- _Available data_:
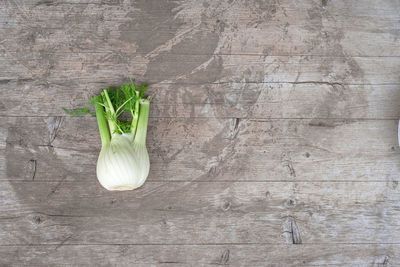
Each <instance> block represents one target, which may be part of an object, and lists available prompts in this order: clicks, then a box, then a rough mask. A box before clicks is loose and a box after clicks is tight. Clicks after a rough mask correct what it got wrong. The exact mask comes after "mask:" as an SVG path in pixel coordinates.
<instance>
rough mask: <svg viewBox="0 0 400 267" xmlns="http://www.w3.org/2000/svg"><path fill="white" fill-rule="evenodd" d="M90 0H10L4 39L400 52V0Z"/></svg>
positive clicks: (340, 54)
mask: <svg viewBox="0 0 400 267" xmlns="http://www.w3.org/2000/svg"><path fill="white" fill-rule="evenodd" d="M90 2H91V3H90V4H89V3H79V5H78V3H76V2H68V1H63V2H54V3H52V4H50V5H49V4H43V3H41V2H40V1H29V2H19V1H16V2H14V1H12V2H9V3H8V4H7V3H6V4H3V6H4V8H3V9H2V13H0V14H1V15H2V16H1V18H3V19H1V18H0V29H1V30H3V31H4V36H8V38H7V40H5V42H3V43H2V45H3V46H4V47H6V48H7V50H8V51H19V50H20V49H19V45H18V44H24V43H28V44H29V45H30V48H31V50H32V51H37V52H39V51H40V53H48V52H52V51H53V50H56V51H64V52H70V51H75V52H77V51H80V52H82V51H86V52H88V53H93V52H95V51H113V52H114V53H126V54H127V55H129V54H131V53H135V54H136V55H138V54H141V55H143V56H145V55H149V54H152V55H157V54H158V53H159V52H161V51H160V50H159V49H160V48H161V50H163V49H164V50H165V49H166V50H171V49H172V48H173V47H174V46H179V51H180V52H181V53H183V52H184V53H186V54H199V53H208V54H210V53H211V54H212V53H215V52H216V53H223V54H227V53H228V54H243V53H244V54H263V55H266V54H268V55H288V54H290V55H299V54H308V55H327V54H328V55H336V56H337V55H342V56H343V55H347V56H357V55H358V56H371V55H375V56H400V48H399V41H398V35H399V32H398V18H399V17H398V14H399V13H400V7H399V5H398V2H397V1H361V2H364V3H360V1H335V2H329V1H327V2H325V4H324V5H323V4H322V3H323V2H322V1H318V2H315V1H302V2H299V3H295V2H292V1H279V3H278V2H263V3H261V4H257V3H253V5H249V4H248V3H246V2H245V1H235V2H233V3H227V2H216V3H212V2H211V3H206V4H204V5H203V4H202V3H200V2H194V1H193V2H191V3H185V2H162V3H159V2H158V3H157V2H149V1H146V2H140V1H134V2H133V3H132V4H131V5H129V4H127V3H123V2H122V1H115V2H113V4H114V5H100V4H101V2H99V1H96V2H94V1H90ZM0 12H1V11H0ZM76 14H78V19H77V17H76V16H77V15H76ZM93 25H96V27H94V26H93ZM65 33H67V35H65ZM177 36H179V38H177ZM215 41H218V45H216V46H214V47H209V46H203V45H198V44H199V43H200V44H204V43H208V44H211V43H213V42H215ZM168 43H169V44H168ZM204 47H209V49H204ZM121 48H122V49H121ZM172 50H175V49H172ZM124 51H125V52H124Z"/></svg>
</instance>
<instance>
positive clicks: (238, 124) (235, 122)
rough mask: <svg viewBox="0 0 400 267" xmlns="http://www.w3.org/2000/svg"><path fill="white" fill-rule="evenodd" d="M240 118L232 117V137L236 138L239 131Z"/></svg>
mask: <svg viewBox="0 0 400 267" xmlns="http://www.w3.org/2000/svg"><path fill="white" fill-rule="evenodd" d="M239 124H240V118H234V119H232V130H231V138H232V139H234V138H236V136H237V135H238V133H239Z"/></svg>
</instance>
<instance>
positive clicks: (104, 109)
mask: <svg viewBox="0 0 400 267" xmlns="http://www.w3.org/2000/svg"><path fill="white" fill-rule="evenodd" d="M146 89H147V85H142V86H140V87H135V85H134V84H133V82H132V81H131V83H130V84H129V83H128V84H125V85H123V86H121V88H120V89H117V88H108V89H104V90H103V92H102V93H101V94H100V95H99V96H96V97H94V98H93V103H94V106H95V109H96V118H97V123H98V126H99V131H100V137H101V144H102V147H101V150H100V154H99V158H98V160H97V179H98V180H99V182H100V184H101V185H102V186H103V187H104V188H105V189H107V190H118V191H123V190H133V189H136V188H138V187H140V186H141V185H143V183H144V182H145V181H146V178H147V176H148V175H149V170H150V160H149V154H148V153H147V148H146V135H147V122H148V117H149V109H150V98H144V91H145V90H146ZM124 112H129V113H130V114H131V117H132V120H129V121H123V120H120V119H119V118H120V117H121V115H123V113H124Z"/></svg>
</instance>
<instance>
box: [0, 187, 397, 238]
mask: <svg viewBox="0 0 400 267" xmlns="http://www.w3.org/2000/svg"><path fill="white" fill-rule="evenodd" d="M360 185H361V186H360ZM397 186H398V185H397V184H396V183H389V182H326V183H320V182H317V183H312V182H196V181H192V182H187V183H186V182H185V183H184V182H180V183H162V182H148V183H146V186H144V187H143V188H141V189H140V190H137V191H136V192H135V193H133V192H123V193H118V192H117V193H109V192H107V191H105V190H104V189H102V188H101V187H100V185H98V183H97V181H94V180H93V181H90V182H72V183H71V182H68V181H61V182H6V183H2V185H1V190H2V192H7V193H6V194H4V195H2V198H1V199H2V202H3V205H2V207H1V214H2V215H1V218H2V219H1V220H0V226H1V227H0V233H1V236H2V239H1V245H24V244H48V245H57V244H64V243H68V244H204V243H205V244H214V243H217V244H219V243H232V244H237V243H251V244H252V243H254V244H258V243H261V244H263V243H267V244H285V243H301V244H318V243H331V244H332V243H346V244H349V243H354V240H357V243H375V244H391V243H396V244H397V243H400V233H399V231H387V230H386V229H396V228H397V227H398V220H397V219H398V217H399V215H400V201H399V200H400V194H399V192H398V188H397ZM371 196H373V197H371ZM289 222H290V223H291V225H292V226H289V227H287V224H288V223H289ZM294 224H296V226H295V227H294V226H293V225H294ZM21 229H23V231H21ZM366 233H368V234H366ZM288 235H289V236H291V237H292V236H295V235H296V236H298V238H297V240H299V242H294V241H293V240H294V239H293V238H294V237H293V238H290V239H288V238H287V237H288Z"/></svg>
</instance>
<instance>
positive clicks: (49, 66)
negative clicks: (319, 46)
mask: <svg viewBox="0 0 400 267" xmlns="http://www.w3.org/2000/svg"><path fill="white" fill-rule="evenodd" d="M41 65H45V66H46V67H45V68H43V67H40V68H38V66H41ZM399 69H400V63H399V60H398V58H397V57H357V58H356V57H329V56H328V57H320V56H253V55H252V56H249V55H221V56H210V55H177V54H168V55H163V56H160V57H155V58H154V59H151V60H147V59H143V58H140V57H136V58H132V60H130V59H129V57H126V58H125V59H122V56H113V55H112V54H110V53H108V54H105V53H96V54H78V53H74V54H51V55H47V56H33V57H31V56H30V55H29V54H26V55H17V54H13V53H8V52H7V53H6V55H5V56H4V57H2V59H0V73H1V76H0V80H4V82H8V81H10V80H11V81H15V80H17V81H18V80H19V79H22V80H27V81H31V80H32V79H33V80H37V81H39V82H40V83H41V84H42V85H43V86H44V88H48V89H51V87H52V86H53V84H54V85H57V84H67V85H68V86H69V87H70V89H72V90H74V88H75V85H76V84H87V83H88V82H93V81H97V82H99V81H100V82H103V84H104V83H107V82H111V81H116V80H119V81H122V80H124V79H125V80H126V78H127V77H129V76H134V77H135V78H137V79H138V80H140V81H146V82H148V83H150V84H154V83H159V82H163V83H185V84H193V83H195V84H204V83H205V84H207V83H220V82H224V83H228V82H237V83H304V82H310V81H311V82H326V83H338V84H343V85H348V84H364V85H368V84H372V85H374V84H375V85H378V84H399V82H400V80H399V77H398V72H399ZM67 82H68V83H67ZM106 86H107V84H106Z"/></svg>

- _Exercise directions_: Please copy, exactly and with nothing else, the lines above beginning at the line that has "box: [0, 187, 397, 238]" and ending with the line that has "positive clicks: (49, 66)".

- _Reply to the exercise_:
box: [0, 187, 397, 238]
mask: <svg viewBox="0 0 400 267" xmlns="http://www.w3.org/2000/svg"><path fill="white" fill-rule="evenodd" d="M360 185H361V186H360ZM397 186H398V185H397V184H396V183H389V182H326V183H320V182H317V183H312V182H196V181H192V182H187V183H186V182H185V183H184V182H180V183H162V182H148V183H146V186H144V187H143V188H141V189H140V190H137V191H136V192H135V193H133V192H123V193H118V192H117V193H109V192H107V191H105V190H104V189H102V188H101V187H100V185H98V183H97V181H94V180H93V181H90V182H72V183H71V182H68V181H61V182H6V183H2V185H1V190H2V192H7V193H6V194H4V195H2V198H1V199H2V202H3V205H2V207H1V214H2V215H1V218H2V219H1V220H0V226H1V227H0V233H1V236H2V239H1V245H24V244H48V245H57V244H64V243H68V244H204V243H205V244H214V243H217V244H219V243H232V244H237V243H251V244H252V243H254V244H258V243H261V244H263V243H267V244H285V243H301V244H318V243H331V244H332V243H346V244H349V243H354V240H357V243H375V244H391V243H396V244H397V243H400V233H399V231H387V230H386V229H396V228H397V227H398V220H397V219H398V217H399V215H400V201H399V200H400V194H399V192H398V188H397ZM371 196H373V197H371ZM289 222H290V223H291V225H292V226H289V227H287V224H288V223H289ZM294 224H296V226H295V227H294V226H293V225H294ZM21 229H23V231H21ZM366 233H368V234H366ZM288 235H289V236H291V237H292V236H295V235H296V236H298V238H297V240H299V242H294V241H293V240H294V239H293V238H294V237H293V238H290V239H288V238H287V237H288Z"/></svg>
</instance>
<instance>
positive clicks: (49, 66)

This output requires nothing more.